Показанный текст

Запретили потом эти «выставки», а вместо них открыли кабаки; один здесь, другой в Болчаровском, и вышло еще хуже, испортились, как шведы. Дело доходило до того, что вытрясали перо из подушек и пропивали. В Болчаровском вышел тогда такой случай: приехал туда в Петров день исправник Д-кий; писарь ему и докладывает, что сбор поборов нынче из рук вон плохой. «Почему?» — спрашивает исправник. «Да промыслов, — говорит, — не было, потому как все ружья и мережа в закладе у целовальника». — «Позвать их всех сюда», — говорит исправник. Позвали. «Слышал я, — говорит он, — что негодяй-целовальник держит ваши вещи, это незаконно; я… его, шельму, проучу; у кого что заложено в кабак? Сказывайте».
Обрадовались остяки случаю взять свои вещи обратно и начали сказывать: у кого топор, у кого ружье, у кого пила, у кого бабья юбка, все расписали. «Ну, пойдемте теперь за мной, — говорит Д-кий, — я его, шельму…» — «Подавай им все! — закричал он на целовальника. Ну тот, конечно, не только ружья, душу свою готов выложить на застойку, чтобы только отвязаться. «Берите каждый свое, — приказал исправник. Вещи разобрали. «Стройся в шеренгу!» — командует он. Строятся. «Розог!» — не унимается исправник. Принесли целый костер розог. «Пороть подряд!» — стали пороть. И что же? Выпорол ведь он тогда половину села, да еще не всех: некоторые, зачуяв, в чем дело, заблаговременно убежали в урман и там отсиделись.
— И помогло? — спросил я.
— Да Бог его знает: кабачишки-то вскорости после того прикрыли. Нет, скажу я вам, вино здесь вовсе не годится, — промолвил Григорий Иванович, — хоть некоторые и думают, что не худо бы держать его при торговых лавках; когда введется казенная продажа только, немного тут будет добра для вогулов, да все едино и для остяков тоже. Слабый, совсем слабый народ, — закончил мой приятель и замолчал.
Поговорив еще немного, мы простились.
Здесь, в Нахрачинском, мне показали 2 чугунных ядра: одно ровно в фунт весом, другое немного больше. Ядра были найдены детьми в недрах обвалившегося берега, против села. Местное предание говорит, что высланные сюда по распоряжению тобольских властей казаки усмиряли ими взбунтовавшихся вогул, когда тех приводили в православие; причем во время бунта был убит вогулами первый приходский священник. Предание добавляет, что вогулы жестоко поплатились за попытку к бунту: бунтовщики были наказаны плетьми на площади против церкви.

Записи данных
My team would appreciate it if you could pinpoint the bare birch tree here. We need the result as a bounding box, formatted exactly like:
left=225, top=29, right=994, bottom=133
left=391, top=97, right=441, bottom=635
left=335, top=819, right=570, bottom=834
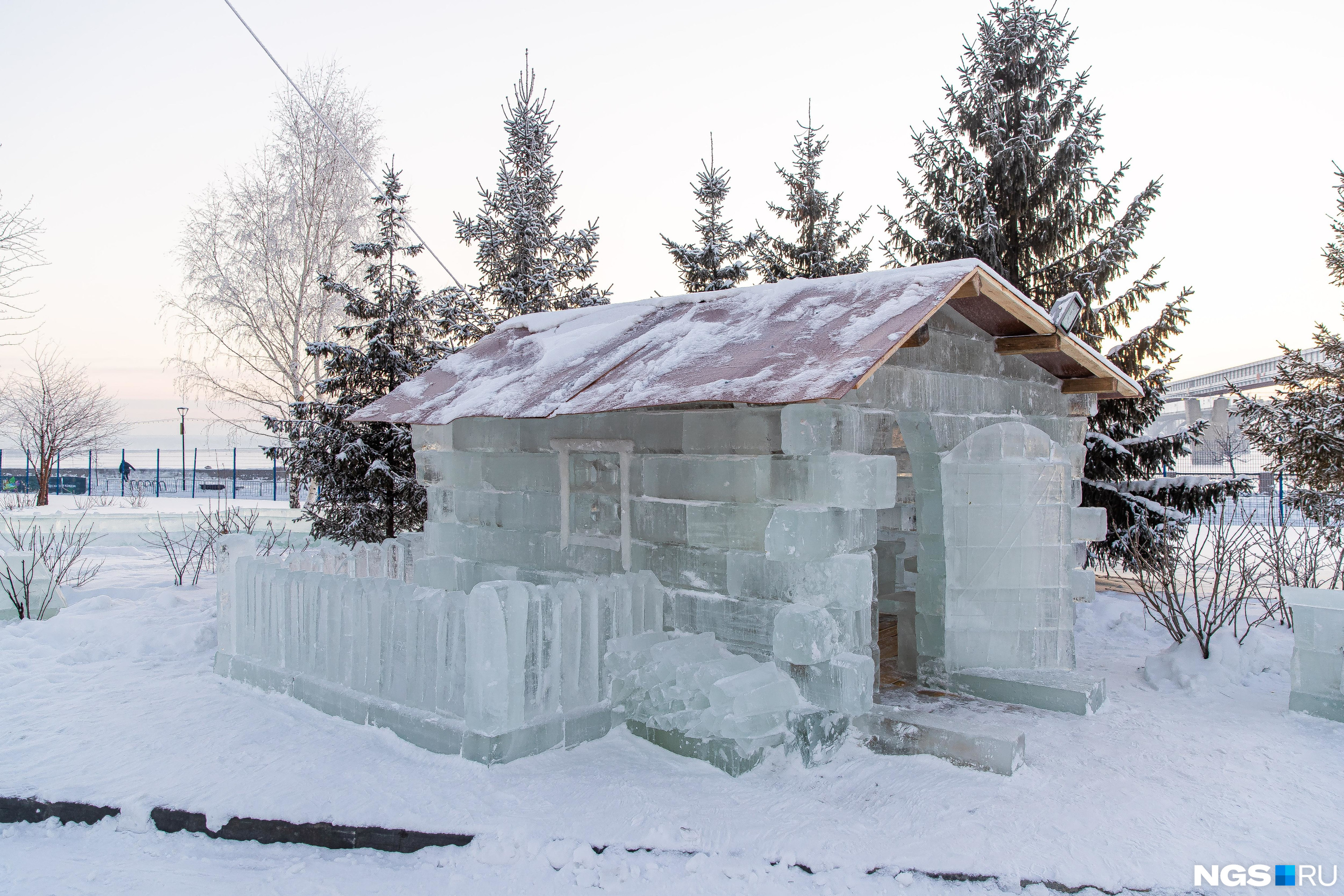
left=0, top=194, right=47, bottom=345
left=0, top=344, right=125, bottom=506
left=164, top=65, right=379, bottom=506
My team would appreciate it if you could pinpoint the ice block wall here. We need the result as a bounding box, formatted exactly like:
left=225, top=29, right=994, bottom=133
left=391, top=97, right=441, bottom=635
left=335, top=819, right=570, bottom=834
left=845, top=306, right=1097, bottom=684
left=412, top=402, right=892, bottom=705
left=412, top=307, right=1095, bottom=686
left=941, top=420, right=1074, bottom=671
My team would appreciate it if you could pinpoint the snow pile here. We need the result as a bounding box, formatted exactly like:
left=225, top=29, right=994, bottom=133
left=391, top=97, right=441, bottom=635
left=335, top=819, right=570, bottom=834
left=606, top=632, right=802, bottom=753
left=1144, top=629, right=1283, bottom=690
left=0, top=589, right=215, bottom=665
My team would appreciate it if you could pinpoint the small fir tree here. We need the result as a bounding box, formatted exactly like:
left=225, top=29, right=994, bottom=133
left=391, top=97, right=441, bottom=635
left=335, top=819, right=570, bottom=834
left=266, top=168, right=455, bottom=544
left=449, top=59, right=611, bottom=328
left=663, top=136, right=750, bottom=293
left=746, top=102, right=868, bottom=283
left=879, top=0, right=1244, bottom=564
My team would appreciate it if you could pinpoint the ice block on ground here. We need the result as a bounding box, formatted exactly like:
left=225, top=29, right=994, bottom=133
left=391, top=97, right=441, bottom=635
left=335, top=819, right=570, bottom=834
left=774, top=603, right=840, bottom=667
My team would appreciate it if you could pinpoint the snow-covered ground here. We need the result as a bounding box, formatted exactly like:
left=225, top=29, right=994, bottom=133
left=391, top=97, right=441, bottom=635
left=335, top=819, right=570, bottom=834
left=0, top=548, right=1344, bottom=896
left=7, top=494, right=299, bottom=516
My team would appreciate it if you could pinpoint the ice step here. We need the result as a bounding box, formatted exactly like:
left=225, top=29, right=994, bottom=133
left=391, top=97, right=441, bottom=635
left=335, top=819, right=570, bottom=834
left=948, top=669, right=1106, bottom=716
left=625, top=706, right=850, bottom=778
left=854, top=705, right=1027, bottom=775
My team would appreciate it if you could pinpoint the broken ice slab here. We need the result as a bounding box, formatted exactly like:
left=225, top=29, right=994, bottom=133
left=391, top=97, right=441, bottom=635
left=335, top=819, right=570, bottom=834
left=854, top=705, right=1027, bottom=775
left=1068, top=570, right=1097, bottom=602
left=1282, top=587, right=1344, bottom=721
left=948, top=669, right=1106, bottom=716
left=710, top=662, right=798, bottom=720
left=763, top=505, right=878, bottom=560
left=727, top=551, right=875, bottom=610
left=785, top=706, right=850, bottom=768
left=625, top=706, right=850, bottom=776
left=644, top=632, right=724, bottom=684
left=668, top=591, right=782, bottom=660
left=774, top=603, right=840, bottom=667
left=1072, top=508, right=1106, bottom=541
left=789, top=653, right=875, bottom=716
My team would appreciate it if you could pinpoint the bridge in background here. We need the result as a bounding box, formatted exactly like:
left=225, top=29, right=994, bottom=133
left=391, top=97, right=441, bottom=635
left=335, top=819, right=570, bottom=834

Описание задачи
Продолжите приведенный выше текст о вогулах и остяках и о селе Нахрачинском, начав сразу после его последнего предложения.

Ответ
Здесь же я познакомился и с той старушенцией, о которой мне говорил болчаровский батюшка и которая, в былое время, изображала собою мумию Египетскую, с ее мужем Захаром, прямым потомком вогульского князька Нахрача Евлоева. Немного мог рассказать мне старый Захар о делах давно минувших дней: слишком он стар и памятью слаб. Однако [я] записал с его слов небольшую легенду. «Увидал, — рассказывал Захар, — однажды князь Нахрач, что снизу плывет лодка с мачтой и хочет пристать сюда. Собрал он тогда своих и вышел на берег. Видят [они, что] в лодке казаки да попы. Догадался князь, что едут крестить вогулов, и велел стрелять в ту лодку стрелами. Тот стрелит, другой стрелит, никто не может попасть. Осердился князь. Дайте, говорит, мне лук и стрелу! Ау самого так руки и трясутся от старости. Дали ему лук, натянул он тетиву, прицелился: мачты на лодке как не бывало, всю разнес в щепки. Испугались в лодке и погнали назад. На другую весну опять приехали, опять было хотел стрелять в лодку Нахрач, да не пришлось: оттуда стреляли из пушки, да так ловко, что княжеский дом разнесло вдребезги и отбросило на две версты в бор. Молвил тогда Нахрач: “Нет, видно, больше не воевать нам”, — и сдался».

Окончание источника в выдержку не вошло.